Required task A -
Reproduce the listing from the line containing "In the photo above, where can the reflection" through its final line, swapping "white sneaker" for "white shoe" and leaving everything else unchanged.

☆ ☆ ☆ ☆

The exposed method in the same class which invokes the create_engine method, is called create_my_db, which we saw in the URL above (I will address the CherryPy URL functionality after this point):

    @cherrypy.expose
    def create_my_db(self,db_type):

        '''
        Creating a db is a super user act.
        '''
        cherrypy.session['db_type'] = 'super_' + db_type
        cherrypy.session['my_dbname'] = "cwcuser_%s" % (cherrypy.request.config['server.socket_port'])

        db = self.create_engine(cherrypy.session['db_type'])
        db.execute("create database %s ;" % cherrypy.session['my_dbname'])
        databases = db.execute(cherrypy.session['show_databases'])

        dblist = []
        for d in databases:
             dblist.append(d[0])

        print ', '.join(dblist)
        self.dbclose(cherrypy.session['db_type'],databases)
        return ', '.join(dblist)

Because I clump together super user and non-super user database engine connection functionality, I distinguish the difference by modifying the users db type to a “super_” setting in a CherryPy session variable. This way, only one method is called in various internal modes of operation. When in non-super user mode, the SqlAlchemy connect string is the same for both Postgresql and MySql.

No more db quirks in this app: The rest is clean SqlAlchemy

All db operations after this point use the exact same SqlAlchemy code for both MySql and Postgresql. That is a profoundly beautiful thing.

The destroy_my_db method is generic:

    @cherrypy.expose
    def destroy_my_db(self,db_type):

        '''
        Destroying a db is a super user act.
        '''
        cherrypy.session['db_type'] = 'super_' + db_type

        if not cherrypy.session.has_key('my_dbname'):
            cherrypy.session['my_dbname'] = "cwcuser_%s" % (cherrypy.request.config['server.socket_port'])

☆ ☆ ☆ ☆

Required task B -
Carry on the write-up about the CherryPy and SqlAlchemy database methods, picking up right after its last line.

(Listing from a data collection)
☆ ☆ ☆ ☆

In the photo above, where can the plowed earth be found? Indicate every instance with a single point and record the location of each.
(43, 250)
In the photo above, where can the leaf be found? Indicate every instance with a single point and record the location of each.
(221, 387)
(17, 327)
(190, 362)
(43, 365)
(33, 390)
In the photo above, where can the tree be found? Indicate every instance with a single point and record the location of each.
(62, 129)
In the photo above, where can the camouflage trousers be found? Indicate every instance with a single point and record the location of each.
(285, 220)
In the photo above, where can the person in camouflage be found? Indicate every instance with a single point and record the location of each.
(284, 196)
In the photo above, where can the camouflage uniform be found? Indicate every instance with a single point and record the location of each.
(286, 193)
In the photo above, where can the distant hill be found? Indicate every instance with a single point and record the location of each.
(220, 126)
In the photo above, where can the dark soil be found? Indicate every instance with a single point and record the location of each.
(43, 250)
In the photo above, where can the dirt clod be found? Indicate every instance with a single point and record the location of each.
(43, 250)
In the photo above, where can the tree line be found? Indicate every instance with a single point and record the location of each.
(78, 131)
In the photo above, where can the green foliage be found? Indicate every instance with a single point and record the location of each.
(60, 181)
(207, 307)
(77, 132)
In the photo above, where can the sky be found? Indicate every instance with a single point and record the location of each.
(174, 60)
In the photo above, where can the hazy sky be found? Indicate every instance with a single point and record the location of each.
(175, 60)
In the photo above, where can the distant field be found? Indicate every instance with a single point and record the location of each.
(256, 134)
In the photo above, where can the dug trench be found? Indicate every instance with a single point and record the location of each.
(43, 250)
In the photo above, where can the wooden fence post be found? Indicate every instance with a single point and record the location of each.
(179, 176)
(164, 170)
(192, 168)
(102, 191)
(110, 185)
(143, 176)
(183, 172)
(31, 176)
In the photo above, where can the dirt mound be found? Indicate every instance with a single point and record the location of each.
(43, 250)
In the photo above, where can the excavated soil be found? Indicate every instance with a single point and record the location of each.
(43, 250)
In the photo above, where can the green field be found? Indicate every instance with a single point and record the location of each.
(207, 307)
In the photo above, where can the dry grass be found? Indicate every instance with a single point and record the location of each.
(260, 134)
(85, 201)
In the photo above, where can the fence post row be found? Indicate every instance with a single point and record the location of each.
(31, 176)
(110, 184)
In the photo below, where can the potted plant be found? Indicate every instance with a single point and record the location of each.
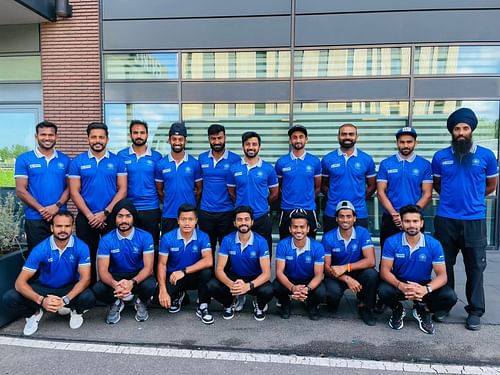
(11, 252)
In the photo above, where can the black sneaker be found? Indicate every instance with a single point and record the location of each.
(313, 312)
(396, 321)
(473, 323)
(258, 314)
(367, 316)
(228, 313)
(285, 310)
(379, 307)
(440, 316)
(204, 315)
(177, 303)
(423, 318)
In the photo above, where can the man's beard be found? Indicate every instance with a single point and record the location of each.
(461, 146)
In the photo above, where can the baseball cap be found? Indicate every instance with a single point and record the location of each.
(406, 130)
(345, 205)
(177, 128)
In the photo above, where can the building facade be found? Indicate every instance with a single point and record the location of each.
(260, 65)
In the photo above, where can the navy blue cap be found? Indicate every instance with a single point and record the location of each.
(406, 130)
(177, 128)
(462, 115)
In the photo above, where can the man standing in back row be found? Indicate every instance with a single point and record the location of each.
(464, 174)
(216, 208)
(348, 174)
(299, 175)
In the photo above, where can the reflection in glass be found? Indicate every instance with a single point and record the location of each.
(16, 137)
(457, 60)
(270, 120)
(158, 116)
(20, 68)
(352, 62)
(236, 65)
(145, 66)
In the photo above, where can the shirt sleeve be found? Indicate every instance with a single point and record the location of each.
(382, 172)
(371, 171)
(491, 166)
(103, 250)
(164, 246)
(281, 251)
(197, 171)
(319, 254)
(272, 178)
(388, 250)
(74, 169)
(427, 172)
(33, 262)
(83, 253)
(436, 166)
(21, 168)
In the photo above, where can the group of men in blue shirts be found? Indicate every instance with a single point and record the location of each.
(306, 270)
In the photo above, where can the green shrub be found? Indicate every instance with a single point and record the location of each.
(11, 215)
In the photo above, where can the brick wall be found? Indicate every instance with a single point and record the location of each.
(71, 74)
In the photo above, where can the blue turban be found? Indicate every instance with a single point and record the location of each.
(465, 115)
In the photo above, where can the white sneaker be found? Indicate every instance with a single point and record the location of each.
(31, 325)
(64, 311)
(75, 320)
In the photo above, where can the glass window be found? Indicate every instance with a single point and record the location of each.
(445, 60)
(20, 68)
(429, 118)
(236, 65)
(158, 116)
(270, 120)
(141, 66)
(15, 138)
(352, 62)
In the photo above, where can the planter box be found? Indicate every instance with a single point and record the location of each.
(10, 266)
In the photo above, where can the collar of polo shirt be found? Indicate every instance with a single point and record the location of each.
(53, 245)
(346, 242)
(249, 242)
(148, 152)
(411, 159)
(307, 246)
(420, 243)
(129, 237)
(194, 237)
(302, 157)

☆ ☆ ☆ ☆

Result A -
In the photo above, where can the reflection in glass be found? Indicate every instance with a single point and record the location of each.
(16, 137)
(457, 60)
(270, 120)
(158, 116)
(20, 68)
(352, 62)
(236, 65)
(145, 66)
In the photo above, where can the shirt sleeve be found? Indicate every instance with a single point and record the location of each.
(382, 172)
(371, 171)
(491, 166)
(103, 250)
(164, 246)
(281, 251)
(197, 171)
(319, 254)
(272, 178)
(388, 250)
(74, 169)
(427, 172)
(33, 262)
(83, 253)
(436, 166)
(21, 168)
In the photo above, where can the group of men in blue shirts be found? Indicate every instance with a single point and record the location of each.
(306, 270)
In the photo above, where can the green shrub be found? Indicate every instance with a single point and record the location of each.
(11, 215)
In the photo above, where can the brick wall be found? Indicate every instance with a single point and record the location of each.
(71, 74)
In the photo above, where can the blue turban be found? Indicate every instance with a single point and record the location of each.
(465, 115)
In the photo above, where can the white shoe be found? Indicate every instance with a single point and record the location of each.
(31, 325)
(64, 311)
(75, 320)
In the photo above, where can the glass window be found? Indicate every instance with a single point and record the location of each.
(445, 60)
(20, 68)
(429, 118)
(236, 65)
(158, 116)
(270, 120)
(141, 66)
(15, 138)
(352, 62)
In the photo above, where can the planter box be found? Indicate every instance with a single point and record the location of each.
(10, 266)
In the photo above, where can the collar of polo shirt be found? Indicate every instance with a single point and record the location of each.
(53, 245)
(346, 242)
(249, 242)
(148, 152)
(411, 159)
(307, 246)
(420, 243)
(129, 237)
(194, 237)
(302, 157)

Result B -
        db = self.create_engine(cherrypy.session['db_type'])
        db.execute("drop database %s ;" % cherrypy.session['my_dbname'])
        databases = db.execute(cherrypy.session['show_databases'])

        dblist = []
        for d in databases:
             dblist.append(d[0])

        print ', '.join(dblist)
        self.dbclose(cherrypy.session['db_type'],databases)
        return ', '.join(dblist)

As above, all other database operations from this point forward are generic SqlAlchemy code. Yaaay!

The CherryPy layer

My CherryPy main module, which sets up the needed objects and assoiated URLs, looks like this:

import cherrypy
import pdb
import sys,os,re,traceback
import user_data
sys.path.append('../')

#hostname = os.environ.get('HOSTNAME')
#hostname = re.sub('\..*$','',hostname)

# Add your app here.
import db_wrapper

# Only generic headers and footers go here.
# To use generic templates in your app, you may need to symbolicly link
# them into your Templates dir, or references them by absolute path.
TemplatePath = os.path.join(os.path.dirname(__file__), '/cherrypy/dev/templates')

# Add your class here. Note that the 'root' should be the authentication module.

# To test, go to http://grrlcamp.org:1112/run_test
root = db_wrapper.WrapperTest()

# http://grrlcamp.org:port/dbi/create_my_db, destroy_my_db, etc.
root.dbi = db_wrapper.DBInterface()

# http://grrlcamp.org:port/user/get_user_data
root.user = user_data.UserData()

try:
        cherrypy.tree.mount(root)
        cherrypy.config.update(os.path.join(os.path.dirname(__file__),'cp.conf'))
        cherrypy.server.quickstart()
        cherrypy.engine.start()

except SystemExit:
        #smtpInterface.sendSysAdminEmail('cherrypy@xyz.com','sysadmin@xyz.com',"From %s: CherryPy is going down due to shutdown." % hostname,"")
        sys.exit()

except:
        print "ERROR: CherryPy crashed, error:"
        raise

finally:
        #smtpInterface.sendSysAdminEmail('cherrypy@xyz.com','sysadmin@xyz.com',"From %s: CherryPy is going down (from finally clause, check for another error message after this one)." % hostname,"")
        pass

The CherryPy “root” determines what objects are accessible via URL. I mounted a simple test under the root, and nested the above database code under root.dbi, hence the /dbi/ reference in the URL.

root.dbi contains an instance of the DBInterface class we saw earlier. All exposed methods in the DBInterface class become accessible via the /dbi/method_name URL when CherryPy is started.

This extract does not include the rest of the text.